Instruction 1>
List every line in the records below that contains the word "black".

Source excerpt>
In 1938 he helped the improbable Black Hawks to the Stanley Cup championship, defeating the Toronto Maple Leafs in 4 games. Seibert scored 5 goals, 2 assists in 10 playoff games, while playing his tough rugged style on defence. Siebert was also moved up to play forward for the finals, scoring 1 goal, 1 assist. Chicago had not been expected to win the championship, and the NHL did not send the Stanley Cup to game 4 of the finals, so when the Black Hawks won the series 3 to 1 in games, there was no trophy to celebrate with.
Seibert was such a favourite with the team's owner, Major Frederic McLaughlin, that he was given part ownership of the team. However, when McLaughlin died, manager Bill Tobin refused to acknowledge this gesture and instead traded Seibert to the Detroit Red Wings half way through the 1944-45 season.
He played just 43 games over a season and a half in Detroit, while also playing 43 games for the Indianapolis Capitals of the AHL before he retired in early 1947.
Seibert then turned to coaching the Springfield Indians, the team he'd begun his career with. He coached the Indians from 1947 to 1951.
Earl Seibert was ranked number 72 on The Hockey News' list of the 100 Greatest Hockey Players.
In 2009, Seibert was ranked No. 61 on the all-time list of New York Rangers in the book 100 Ranger Greats (John Wiley & Sons).
Earl Seibert was elected to the Hockey Hall of Fame in 1963, and joined his father Oliver Seibert, who was elected in 1961, as the first father and son combination elected to the Hall of Fame as players.

Available records>
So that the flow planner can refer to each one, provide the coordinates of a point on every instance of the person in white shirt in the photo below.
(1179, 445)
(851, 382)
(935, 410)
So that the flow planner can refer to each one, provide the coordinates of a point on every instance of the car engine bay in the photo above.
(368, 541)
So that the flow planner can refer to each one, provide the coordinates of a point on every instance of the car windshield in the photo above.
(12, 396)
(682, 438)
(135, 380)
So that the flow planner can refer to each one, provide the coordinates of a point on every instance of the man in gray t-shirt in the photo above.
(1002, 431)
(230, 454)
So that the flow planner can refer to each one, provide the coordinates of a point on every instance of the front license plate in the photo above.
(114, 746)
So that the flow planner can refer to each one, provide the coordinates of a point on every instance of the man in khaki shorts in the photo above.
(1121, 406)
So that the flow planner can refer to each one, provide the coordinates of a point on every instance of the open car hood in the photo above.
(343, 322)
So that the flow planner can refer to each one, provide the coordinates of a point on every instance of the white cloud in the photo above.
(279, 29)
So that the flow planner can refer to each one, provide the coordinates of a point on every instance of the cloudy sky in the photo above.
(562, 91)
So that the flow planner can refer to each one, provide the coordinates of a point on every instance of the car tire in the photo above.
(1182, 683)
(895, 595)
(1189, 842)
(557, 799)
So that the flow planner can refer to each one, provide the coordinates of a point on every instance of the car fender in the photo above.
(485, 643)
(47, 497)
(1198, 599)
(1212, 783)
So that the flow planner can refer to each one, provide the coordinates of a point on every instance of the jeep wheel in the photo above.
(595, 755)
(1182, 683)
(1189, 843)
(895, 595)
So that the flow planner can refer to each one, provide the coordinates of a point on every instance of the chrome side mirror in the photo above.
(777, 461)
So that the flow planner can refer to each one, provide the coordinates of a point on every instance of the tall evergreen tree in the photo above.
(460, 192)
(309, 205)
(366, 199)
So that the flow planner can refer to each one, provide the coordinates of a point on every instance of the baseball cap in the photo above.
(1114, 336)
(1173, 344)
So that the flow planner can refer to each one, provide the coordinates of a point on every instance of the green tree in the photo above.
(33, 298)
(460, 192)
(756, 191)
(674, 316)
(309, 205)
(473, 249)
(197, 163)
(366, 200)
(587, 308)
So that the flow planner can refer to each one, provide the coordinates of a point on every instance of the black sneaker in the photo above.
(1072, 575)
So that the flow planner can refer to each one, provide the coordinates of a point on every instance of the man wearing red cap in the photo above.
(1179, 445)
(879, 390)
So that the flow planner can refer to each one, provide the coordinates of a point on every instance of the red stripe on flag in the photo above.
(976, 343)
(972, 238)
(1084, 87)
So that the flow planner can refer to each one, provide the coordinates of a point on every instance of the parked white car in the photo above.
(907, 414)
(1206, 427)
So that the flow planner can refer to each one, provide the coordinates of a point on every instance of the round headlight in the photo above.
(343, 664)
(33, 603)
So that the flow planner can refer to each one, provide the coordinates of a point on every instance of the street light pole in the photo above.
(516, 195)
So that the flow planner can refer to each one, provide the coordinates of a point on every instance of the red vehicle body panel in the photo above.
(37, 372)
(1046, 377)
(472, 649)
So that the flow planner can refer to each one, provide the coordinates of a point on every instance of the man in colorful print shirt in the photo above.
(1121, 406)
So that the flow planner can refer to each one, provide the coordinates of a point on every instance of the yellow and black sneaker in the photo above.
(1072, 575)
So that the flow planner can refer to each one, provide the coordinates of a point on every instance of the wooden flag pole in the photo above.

Instruction 2>
In the Earl Seibert passage above, rewrite the portion from "Seibert was such" up to and including "Wiley & Sons).", changing "Springfield Indians" to "Providence Reds".

Response 1>
So that the flow planner can refer to each one, provide the coordinates of a point on every instance of the black sneaker in the photo above.
So that the flow planner can refer to each one, provide the coordinates of a point on every instance of the yellow and black sneaker in the photo above.

Response 2>
Seibert was such a favourite with the team's owner, Major Frederic McLaughlin, that he was given part ownership of the team. However, when McLaughlin died, manager Bill Tobin refused to acknowledge this gesture and instead traded Seibert to the Detroit Red Wings half way through the 1944-45 season.
He played just 43 games over a season and a half in Detroit, while also playing 43 games for the Indianapolis Capitals of the AHL before he retired in early 1947.
Seibert then turned to coaching the Providence Reds, the team he'd begun his career with. He coached the Indians from 1947 to 1951.
Earl Seibert was ranked number 72 on The Hockey News' list of the 100 Greatest Hockey Players.
In 2009, Seibert was ranked No. 61 on the all-time list of New York Rangers in the book 100 Ranger Greats (John Wiley & Sons).